Start-ups zwischen Potenzial und Regulierung
71 % der Unternehmen wollen laut aktuellen Erhebungen bis 2024 mindestens eine GenAI-Funktion produktiv einsetzen − ein deutlicher Sprung gegenüber 33 % im Jahr 2023 (KI-Bundesverband, 2025). Dieses schnelle Wachstum bringt neue Chancen, aber auch Herausforderungen für die Wirtschaft mit sich. Alessandro Blank vom KI-Bundesverband schilderte dabei vor allem die Situation von Start-ups und kleinen sowie mittleren Unternehmen (KMU), die häufig auf bestehende GPAI-Modelle aufbauen.
Diese Unternehmen sind auf klare Lizenzbedingungen und verständliche Compliance-Vorgaben angewiesen, sehen sich aber derzeit vielfach mit Unsicherheit konfrontiert — etwa bei ihrer Kategorisierung oder bei Verantwortlichkeiten entlang der KI-Wertschöpfungskette. Hinzu kommen fehlende standardisierte Prüf- und Auditierungsverfahren sowie hohe bürokratische und finanzielle Hürden. Praktikable Übergangsregelungen, eine enge Begleitung durch Behörden und offene Kommunikationskanäle, sowohl national als auch europäisch, können hier Abhilfe schaffen. Der Code of Practice kann ein wirksames Instrument zur Standardisierung sein, indem er klare Richtlinien festlegt, Einheitlichkeit fördert und Transparenz und Effizienz verbessert.

■ Bereitgestellte Daten

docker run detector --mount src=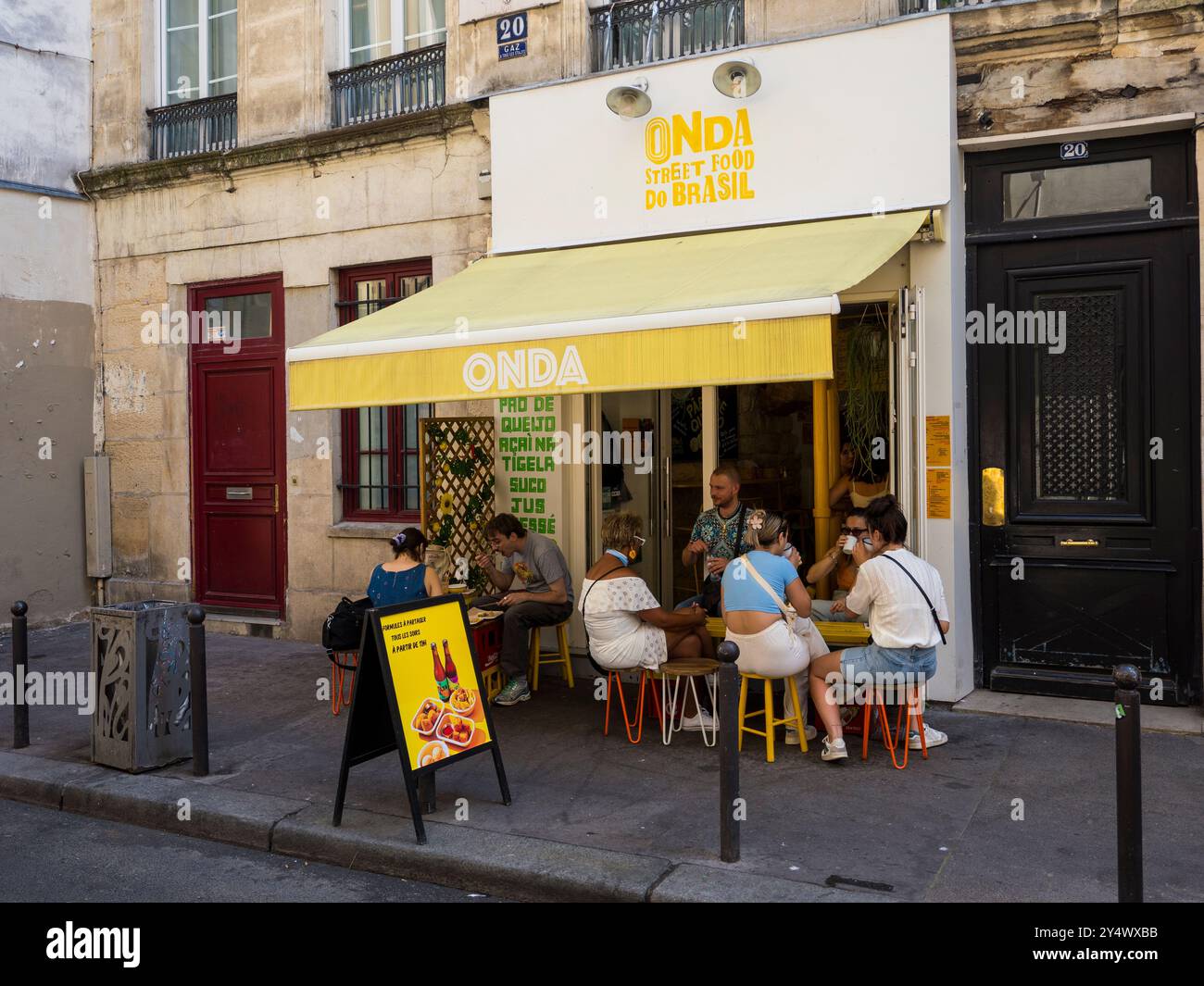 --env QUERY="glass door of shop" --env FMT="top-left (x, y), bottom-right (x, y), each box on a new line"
top-left (592, 390), bottom-right (673, 605)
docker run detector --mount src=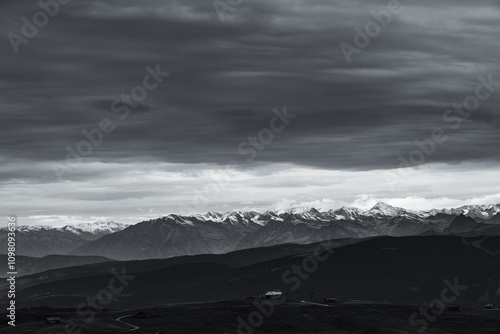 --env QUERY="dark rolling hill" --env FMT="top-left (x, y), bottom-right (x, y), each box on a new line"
top-left (9, 236), bottom-right (500, 308)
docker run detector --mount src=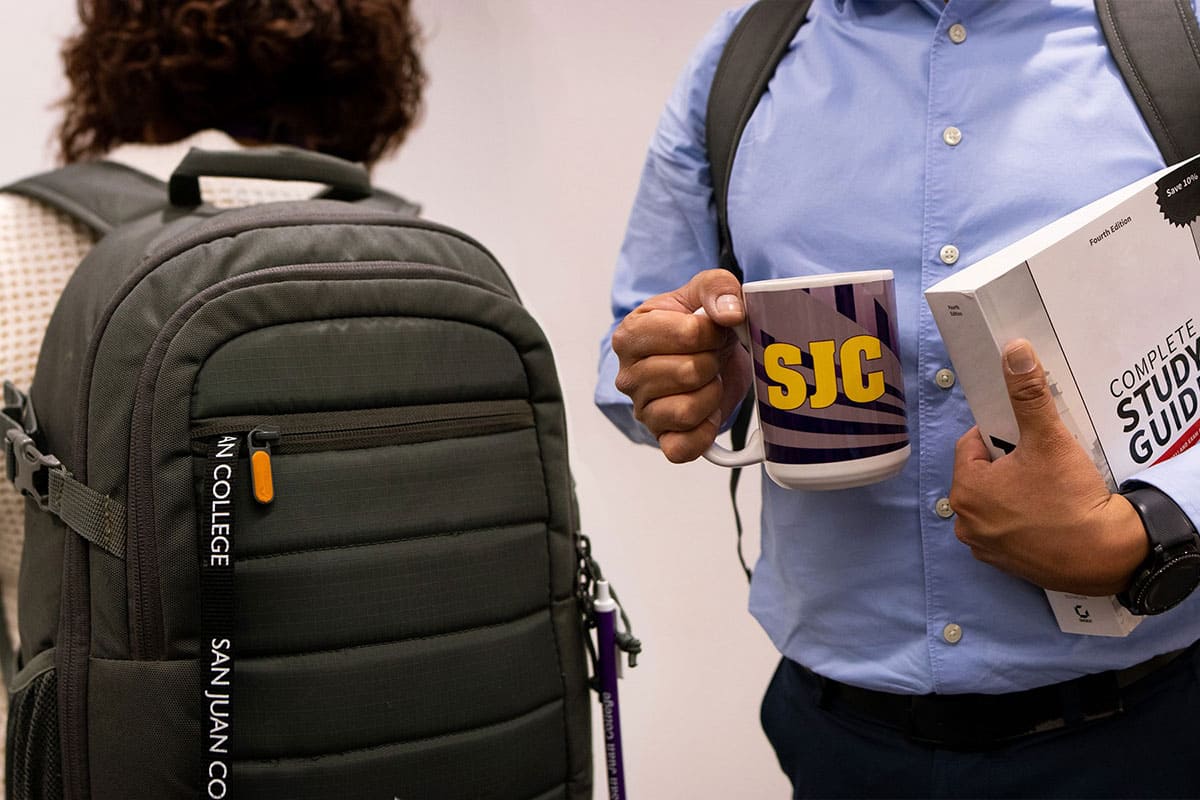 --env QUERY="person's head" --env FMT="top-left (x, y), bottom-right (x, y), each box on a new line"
top-left (59, 0), bottom-right (425, 164)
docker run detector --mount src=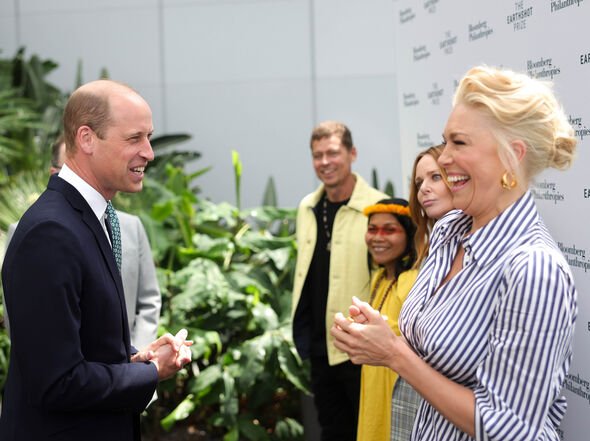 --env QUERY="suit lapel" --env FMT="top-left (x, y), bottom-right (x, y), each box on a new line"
top-left (47, 175), bottom-right (131, 357)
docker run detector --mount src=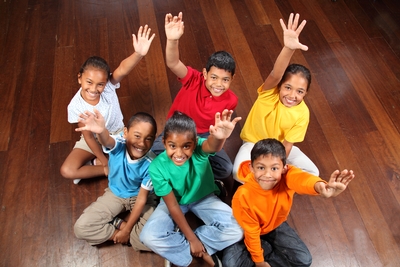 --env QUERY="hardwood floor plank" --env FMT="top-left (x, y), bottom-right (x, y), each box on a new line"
top-left (50, 47), bottom-right (75, 144)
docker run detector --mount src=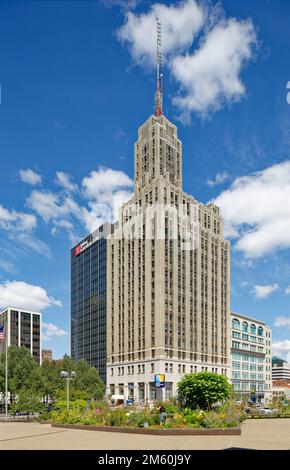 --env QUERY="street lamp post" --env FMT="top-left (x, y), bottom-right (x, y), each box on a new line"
top-left (60, 370), bottom-right (76, 410)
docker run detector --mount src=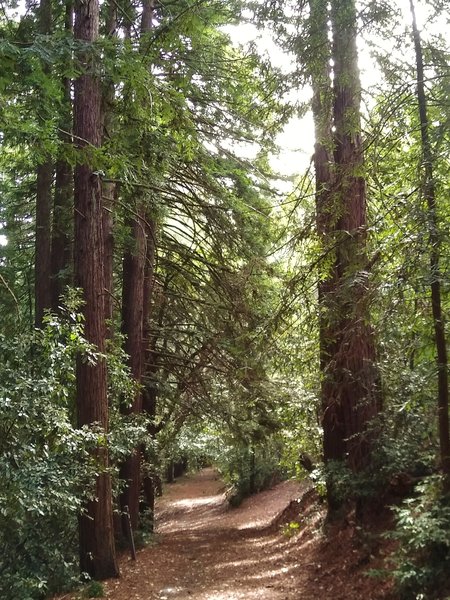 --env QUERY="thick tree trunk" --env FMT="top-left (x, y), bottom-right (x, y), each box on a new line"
top-left (35, 160), bottom-right (53, 327)
top-left (74, 0), bottom-right (118, 579)
top-left (142, 216), bottom-right (158, 527)
top-left (102, 0), bottom-right (117, 338)
top-left (410, 0), bottom-right (450, 480)
top-left (324, 0), bottom-right (379, 471)
top-left (120, 0), bottom-right (154, 528)
top-left (120, 208), bottom-right (146, 528)
top-left (309, 0), bottom-right (378, 512)
top-left (309, 0), bottom-right (345, 468)
top-left (34, 0), bottom-right (53, 327)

■ Aufgaben bearbeiten
1/ Nennen Sie alle Maßnahmen, die laut dem Text über Start-ups und Regulierung bei den geschilderten Schwierigkeiten Abhilfe schaffen können.
2/ Beantworten Sie anhand des Textes über Start-ups und Regulierung:
(a) Welcher Prozentwert wird für das Jahr 2023 genannt?
(b) Auf welche Modelle bauen Start-ups und KMU häufig auf?
(c) Worauf sind diese Unternehmen angewiesen?
3/ Bitte knüpfen Sie an den Text über Start-ups und Regulierung an und schreiben Sie ihn nach seinem letzten Satz weiter.

■ Lösungen
1/
- Praktikable Übergangsregelungen
- Eine enge Begleitung durch Behörden
- Offene Kommunikationskanäle, sowohl national als auch europäisch

2/
(a) 33 %
(b) Auf bestehende GPAI-Modelle
(c) Auf klare Lizenzbedingungen und verständliche Compliance-Vorgaben

3/
Der Code of Practice – eigene Hausaufgaben kontrollieren?
In der Diskussion um den Code of Practice äußern viele Beteiligte die Sorge, dass Unternehmen damit im Grunde ihre eigenen Hausaufgaben bewerten könnten, sofern keine externe Kontrolle vorgesehen ist. Sabrina Küspert stellte jedoch klar, dass das AI Office letztlich prüft, ob Unternehmen den Code tatsächlich erfüllen. Auch für Firmen, die sich nicht am freiwilligen Code orientieren, gilt weiterhin eine umfassende Transparenzpflicht – sie müssen also dennoch darlegen, wie sie die Anforderungen des AI Acts erfüllen.
Alessandro Blank hob hervor, dass viele Unternehmen, gerade Start-ups und KMU, auf klare und verlässliche Standards warten. Der Code of Practice könne hier als einheitliches und praktikables Werkzeug dienen, um Orientierung zu geben und individuelle, uneinheitliche Lösungen zu vermeiden. Angenommen wird auch, dass durch einen „Anpassungsdruck“ unter Unternehmen, der Code of Practice breiter angenommen wird.
Wir danken allen Referent:innen und Teilnehmenden für die konstruktiven Beiträge und den offenen Austausch in der fünften Ausgabe unserer Dialogreihe.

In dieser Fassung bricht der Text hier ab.